Das ursprüngliche „Okonomiyaki-Dorf“, japanisch: Okonomimura, musste in den 1960er Jahren der Umgestaltung des Shintenchi-Platzes, der seit der Nachkriegszeit der zentrale Ort des Okonomiyaki-Kults war, weichen. Doch Hiroshima hat nie aufgehört, sein kulinarisches Markenzeichen zu perfektionieren. Die Tradition wurde in festen Läden weitergeführt. Im Jahr 1992 schließlich erfasste die Vertikalisierung der Stadt auch das Okonomimura, das als Hochhaus wiedererstand. Heute laden hier 23 verschiedene Restaurants dazu ein, die Vielfalt des Klassikers zu erleben, der traditionell vor den Augen der Gäste zubereitet wird. Dabei geht es lebhaft zu – ein bisschen so wie im ursprünglichen Okonomiyaki-Dorf. Infos: www.okonomimura.jp

Kagawa: Unterwegs im Udon-Taxi

Was für Hiroshima Okonomiyaki, das ist für die Stadt Takamatsu Udon. Die Region Kagawa, zu der Takamatsu gehört, liegt auf der Insel Shikoku, am südlichen Ufer der Seto-Inlandsee. Manchmal wird sie scherzhaft „Udon-Präfektur“ genannt. Der Gründungsmythos des Udon-Kults in Kagawa wird in verschiedenen Varianten erzählt. Die populärste berichtet von einem buddhistischen Mönch, der das Rezept für die dicken Weizennudeln im 9. Jahrhundert aus China mitbringt. Fakt ist: Nirgends in Japan wird die Udon-Kultur mit solcher Hingabe gepflegt wie in der Region um Takamatsu. Allein in der Stadt gibt es Hunderte Udon-Restaurants!

▶ [PFLICHTAUFGABEN]:
- A) In welchem Jahr entstand das Okonomimura laut dem Text über Okonomiyaki und Udon als Hochhaus neu?
- B) Führe alle Zahlen auf, die im Text über Okonomiyaki und Udon in Ziffern geschrieben sind.
- C) Zitiere aus dem Text über Okonomiyaki und Udon die Stelle zwischen „Kagawa: Unterwegs im“ und „es Hunderte Udon-Restaurants!“, beide eingeschlossen.
Die Einträge sind eigenständiges Material und gehören nicht zum Text über Okonomiyaki und Udon.

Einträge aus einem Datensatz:
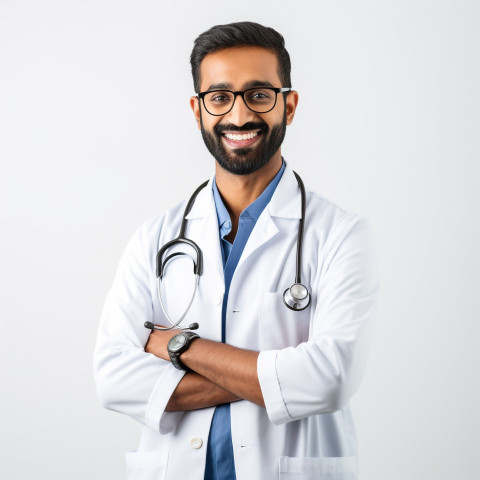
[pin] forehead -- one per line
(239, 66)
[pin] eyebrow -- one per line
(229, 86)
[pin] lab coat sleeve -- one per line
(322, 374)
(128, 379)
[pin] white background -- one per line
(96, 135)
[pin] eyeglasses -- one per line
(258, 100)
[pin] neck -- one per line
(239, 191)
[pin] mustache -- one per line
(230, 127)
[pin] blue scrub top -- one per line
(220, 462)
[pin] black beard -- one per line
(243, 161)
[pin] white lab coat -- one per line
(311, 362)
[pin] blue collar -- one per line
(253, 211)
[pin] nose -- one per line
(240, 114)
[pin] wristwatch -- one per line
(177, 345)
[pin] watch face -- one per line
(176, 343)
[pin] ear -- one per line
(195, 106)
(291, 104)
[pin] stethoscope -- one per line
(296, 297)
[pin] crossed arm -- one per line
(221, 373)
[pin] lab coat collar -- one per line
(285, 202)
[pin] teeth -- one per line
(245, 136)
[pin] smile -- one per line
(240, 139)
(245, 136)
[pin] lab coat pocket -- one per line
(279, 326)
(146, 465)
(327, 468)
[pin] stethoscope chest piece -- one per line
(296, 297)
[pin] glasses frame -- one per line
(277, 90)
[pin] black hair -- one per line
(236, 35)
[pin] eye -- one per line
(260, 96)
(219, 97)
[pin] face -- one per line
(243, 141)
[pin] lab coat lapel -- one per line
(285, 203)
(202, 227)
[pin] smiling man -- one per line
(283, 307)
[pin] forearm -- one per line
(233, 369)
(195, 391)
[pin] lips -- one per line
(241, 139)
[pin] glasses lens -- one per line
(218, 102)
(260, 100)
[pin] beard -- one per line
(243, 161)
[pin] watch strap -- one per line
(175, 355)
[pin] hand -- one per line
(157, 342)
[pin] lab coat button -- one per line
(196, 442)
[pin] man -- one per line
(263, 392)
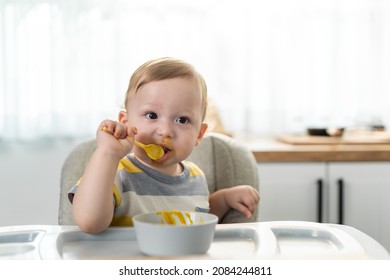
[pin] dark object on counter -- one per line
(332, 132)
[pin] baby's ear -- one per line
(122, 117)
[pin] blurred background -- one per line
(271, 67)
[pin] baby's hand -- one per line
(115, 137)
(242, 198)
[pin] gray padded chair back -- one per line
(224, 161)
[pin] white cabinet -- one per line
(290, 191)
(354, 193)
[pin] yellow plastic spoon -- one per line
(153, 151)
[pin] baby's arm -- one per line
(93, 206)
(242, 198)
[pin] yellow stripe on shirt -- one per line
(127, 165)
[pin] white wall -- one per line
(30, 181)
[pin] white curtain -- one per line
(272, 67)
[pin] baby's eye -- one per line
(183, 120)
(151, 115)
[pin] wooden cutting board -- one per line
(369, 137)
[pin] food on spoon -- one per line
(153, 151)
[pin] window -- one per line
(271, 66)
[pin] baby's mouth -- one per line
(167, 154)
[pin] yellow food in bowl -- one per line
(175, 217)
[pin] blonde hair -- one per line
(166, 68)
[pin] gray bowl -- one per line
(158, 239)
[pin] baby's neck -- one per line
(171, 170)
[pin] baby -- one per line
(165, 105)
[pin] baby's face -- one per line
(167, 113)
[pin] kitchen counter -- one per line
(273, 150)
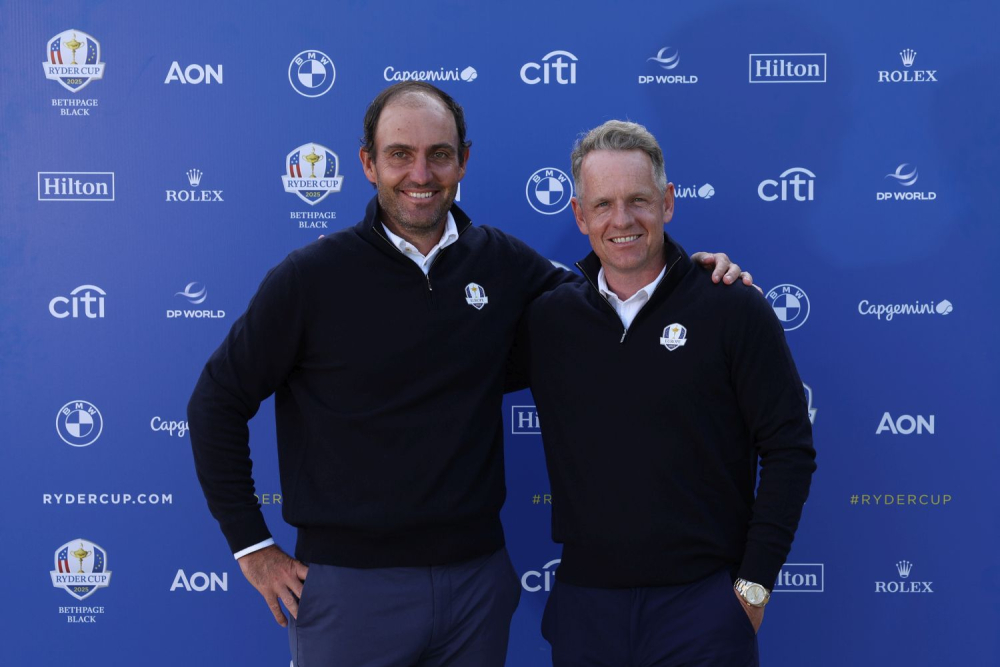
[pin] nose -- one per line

* * *

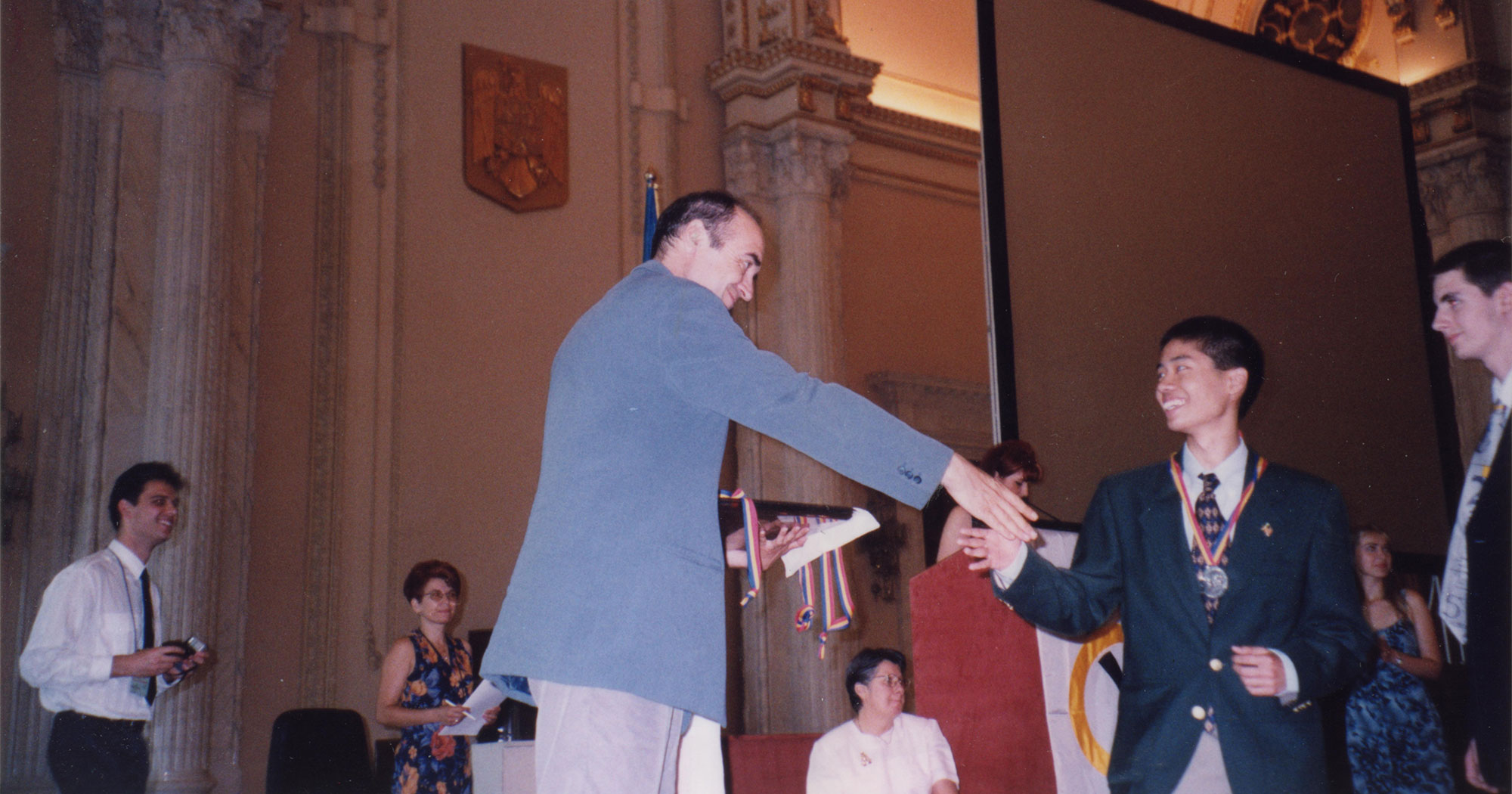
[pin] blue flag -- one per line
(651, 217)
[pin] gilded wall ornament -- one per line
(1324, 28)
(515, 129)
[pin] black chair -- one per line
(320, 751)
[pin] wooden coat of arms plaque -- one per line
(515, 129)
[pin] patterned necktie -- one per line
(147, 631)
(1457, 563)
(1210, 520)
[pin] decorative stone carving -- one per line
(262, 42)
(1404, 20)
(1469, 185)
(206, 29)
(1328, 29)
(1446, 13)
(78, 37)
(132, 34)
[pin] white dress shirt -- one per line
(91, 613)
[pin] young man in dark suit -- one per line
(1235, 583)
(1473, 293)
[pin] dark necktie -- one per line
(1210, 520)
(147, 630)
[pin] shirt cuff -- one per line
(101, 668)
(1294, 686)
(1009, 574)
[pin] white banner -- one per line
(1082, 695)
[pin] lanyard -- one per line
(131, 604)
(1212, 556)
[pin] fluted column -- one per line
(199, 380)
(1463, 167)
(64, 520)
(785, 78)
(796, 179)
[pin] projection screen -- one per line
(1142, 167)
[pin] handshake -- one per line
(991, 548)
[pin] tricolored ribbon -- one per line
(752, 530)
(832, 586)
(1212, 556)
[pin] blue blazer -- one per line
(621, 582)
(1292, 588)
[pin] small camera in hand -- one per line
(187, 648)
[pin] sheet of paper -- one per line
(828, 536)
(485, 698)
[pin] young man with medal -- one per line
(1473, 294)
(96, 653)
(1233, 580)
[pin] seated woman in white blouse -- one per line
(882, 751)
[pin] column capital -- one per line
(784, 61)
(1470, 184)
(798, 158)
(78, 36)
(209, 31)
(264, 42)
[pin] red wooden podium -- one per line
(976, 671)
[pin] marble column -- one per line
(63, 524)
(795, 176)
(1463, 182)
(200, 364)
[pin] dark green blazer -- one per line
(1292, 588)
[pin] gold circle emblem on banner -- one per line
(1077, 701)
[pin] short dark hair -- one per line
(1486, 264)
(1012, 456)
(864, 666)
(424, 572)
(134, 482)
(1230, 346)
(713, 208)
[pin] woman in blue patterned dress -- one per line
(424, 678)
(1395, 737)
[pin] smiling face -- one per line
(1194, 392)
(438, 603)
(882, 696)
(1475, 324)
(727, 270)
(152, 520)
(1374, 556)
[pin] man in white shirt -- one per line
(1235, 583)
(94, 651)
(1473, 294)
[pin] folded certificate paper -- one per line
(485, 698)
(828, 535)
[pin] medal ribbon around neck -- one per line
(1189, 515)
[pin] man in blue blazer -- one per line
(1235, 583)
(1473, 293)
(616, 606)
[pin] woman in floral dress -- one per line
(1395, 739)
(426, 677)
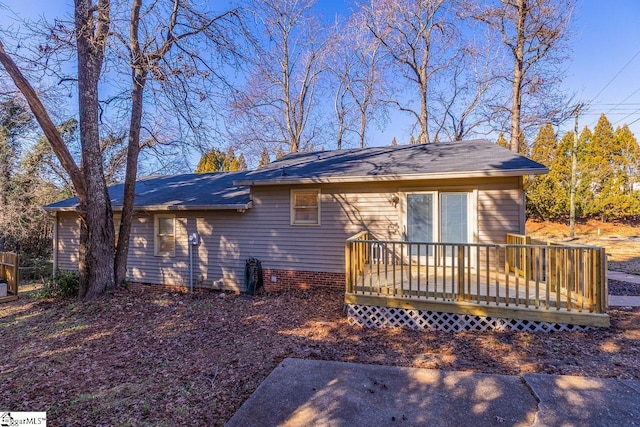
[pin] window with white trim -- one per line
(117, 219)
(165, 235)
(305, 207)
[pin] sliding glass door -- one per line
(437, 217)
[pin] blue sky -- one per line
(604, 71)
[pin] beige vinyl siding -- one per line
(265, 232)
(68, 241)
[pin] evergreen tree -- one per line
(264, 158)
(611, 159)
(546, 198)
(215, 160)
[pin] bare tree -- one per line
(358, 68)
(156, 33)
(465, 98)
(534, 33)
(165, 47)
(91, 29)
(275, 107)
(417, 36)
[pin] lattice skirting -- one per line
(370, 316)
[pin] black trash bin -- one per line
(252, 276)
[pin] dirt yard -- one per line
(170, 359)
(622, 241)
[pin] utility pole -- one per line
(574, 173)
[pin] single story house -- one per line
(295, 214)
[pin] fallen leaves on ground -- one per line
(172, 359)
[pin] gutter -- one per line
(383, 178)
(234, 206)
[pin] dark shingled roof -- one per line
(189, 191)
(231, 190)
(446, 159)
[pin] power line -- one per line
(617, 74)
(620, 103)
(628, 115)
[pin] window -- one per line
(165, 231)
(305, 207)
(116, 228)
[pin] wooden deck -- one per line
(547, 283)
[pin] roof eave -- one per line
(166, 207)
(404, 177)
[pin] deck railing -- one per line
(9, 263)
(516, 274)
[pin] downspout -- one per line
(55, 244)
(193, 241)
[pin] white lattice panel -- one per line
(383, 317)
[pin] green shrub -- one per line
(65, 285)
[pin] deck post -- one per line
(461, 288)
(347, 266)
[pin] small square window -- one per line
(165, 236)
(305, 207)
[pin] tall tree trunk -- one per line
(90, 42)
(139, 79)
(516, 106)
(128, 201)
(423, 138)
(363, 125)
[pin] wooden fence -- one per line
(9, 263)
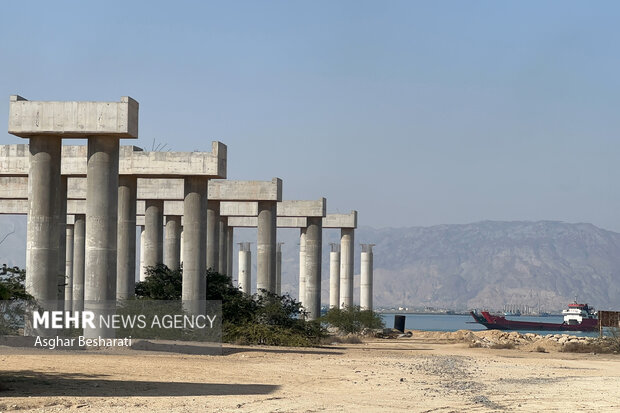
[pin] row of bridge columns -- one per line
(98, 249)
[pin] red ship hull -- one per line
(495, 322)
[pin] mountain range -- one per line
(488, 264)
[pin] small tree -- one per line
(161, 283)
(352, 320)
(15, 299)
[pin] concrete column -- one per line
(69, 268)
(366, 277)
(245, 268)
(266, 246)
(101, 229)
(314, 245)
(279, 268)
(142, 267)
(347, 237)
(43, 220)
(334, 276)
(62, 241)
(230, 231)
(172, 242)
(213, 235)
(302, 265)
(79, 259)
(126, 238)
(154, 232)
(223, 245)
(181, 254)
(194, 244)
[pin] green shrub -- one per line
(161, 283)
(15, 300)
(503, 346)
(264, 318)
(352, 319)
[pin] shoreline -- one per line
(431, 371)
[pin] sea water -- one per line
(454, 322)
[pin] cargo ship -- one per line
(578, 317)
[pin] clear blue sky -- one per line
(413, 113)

* * *

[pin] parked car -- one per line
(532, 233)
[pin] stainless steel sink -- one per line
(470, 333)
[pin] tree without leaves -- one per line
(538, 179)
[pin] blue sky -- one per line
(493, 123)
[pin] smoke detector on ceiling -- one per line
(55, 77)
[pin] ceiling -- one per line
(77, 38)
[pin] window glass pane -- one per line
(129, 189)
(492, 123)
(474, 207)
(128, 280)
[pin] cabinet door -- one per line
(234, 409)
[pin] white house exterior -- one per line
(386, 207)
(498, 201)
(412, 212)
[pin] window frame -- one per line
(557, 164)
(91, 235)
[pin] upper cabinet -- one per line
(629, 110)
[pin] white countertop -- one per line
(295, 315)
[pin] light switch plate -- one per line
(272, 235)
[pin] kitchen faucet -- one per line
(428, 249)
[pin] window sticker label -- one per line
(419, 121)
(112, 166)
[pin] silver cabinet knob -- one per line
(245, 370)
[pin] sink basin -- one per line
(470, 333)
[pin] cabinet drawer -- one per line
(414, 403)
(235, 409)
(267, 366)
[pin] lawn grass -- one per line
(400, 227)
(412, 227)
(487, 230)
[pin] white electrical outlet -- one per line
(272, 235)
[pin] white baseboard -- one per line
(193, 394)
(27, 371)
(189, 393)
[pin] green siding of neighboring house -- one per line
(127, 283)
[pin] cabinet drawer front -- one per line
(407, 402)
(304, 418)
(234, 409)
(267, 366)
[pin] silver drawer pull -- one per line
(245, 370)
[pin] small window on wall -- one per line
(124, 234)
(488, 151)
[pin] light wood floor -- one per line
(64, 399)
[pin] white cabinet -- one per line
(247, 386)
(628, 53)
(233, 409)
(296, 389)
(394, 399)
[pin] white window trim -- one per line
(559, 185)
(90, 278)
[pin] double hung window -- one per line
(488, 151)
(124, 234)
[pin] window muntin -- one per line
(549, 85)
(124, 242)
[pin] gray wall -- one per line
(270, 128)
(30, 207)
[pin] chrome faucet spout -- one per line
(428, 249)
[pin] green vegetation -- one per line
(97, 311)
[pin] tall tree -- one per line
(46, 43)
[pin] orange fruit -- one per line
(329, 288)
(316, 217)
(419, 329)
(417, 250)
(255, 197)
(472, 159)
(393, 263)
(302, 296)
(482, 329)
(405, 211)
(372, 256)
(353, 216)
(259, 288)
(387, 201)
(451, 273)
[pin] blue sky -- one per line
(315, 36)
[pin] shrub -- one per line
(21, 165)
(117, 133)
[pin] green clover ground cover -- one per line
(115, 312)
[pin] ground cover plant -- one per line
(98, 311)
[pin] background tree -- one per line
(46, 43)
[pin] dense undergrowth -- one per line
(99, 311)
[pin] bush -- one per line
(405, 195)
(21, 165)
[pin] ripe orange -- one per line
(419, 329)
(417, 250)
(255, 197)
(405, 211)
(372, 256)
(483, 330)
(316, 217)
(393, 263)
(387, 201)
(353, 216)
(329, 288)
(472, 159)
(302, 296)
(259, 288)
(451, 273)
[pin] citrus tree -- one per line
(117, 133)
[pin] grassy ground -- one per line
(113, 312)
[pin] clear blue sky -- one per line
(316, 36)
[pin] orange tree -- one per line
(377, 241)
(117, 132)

▶ [ANTWORTEN DER REIHE NACH]:
- A) 1992

- B) 1960 (in „1960er Jahren“), 1992, 23, 9 (in „9. Jahrhundert“)

- C)
Kagawa: Unterwegs im Udon-Taxi

Was für Hiroshima Okonomiyaki, das ist für die Stadt Takamatsu Udon. Die Region Kagawa, zu der Takamatsu gehört, liegt auf der Insel Shikoku, am südlichen Ufer der Seto-Inlandsee. Manchmal wird sie scherzhaft „Udon-Präfektur“ genannt. Der Gründungsmythos des Udon-Kults in Kagawa wird in verschiedenen Varianten erzählt. Die populärste berichtet von einem buddhistischen Mönch, der das Rezept für die dicken Weizennudeln im 9. Jahrhundert aus China mitbringt. Fakt ist: Nirgends in Japan wird die Udon-Kultur mit solcher Hingabe gepflegt wie in der Region um Takamatsu. Allein in der Stadt gibt es Hunderte Udon-Restaurants!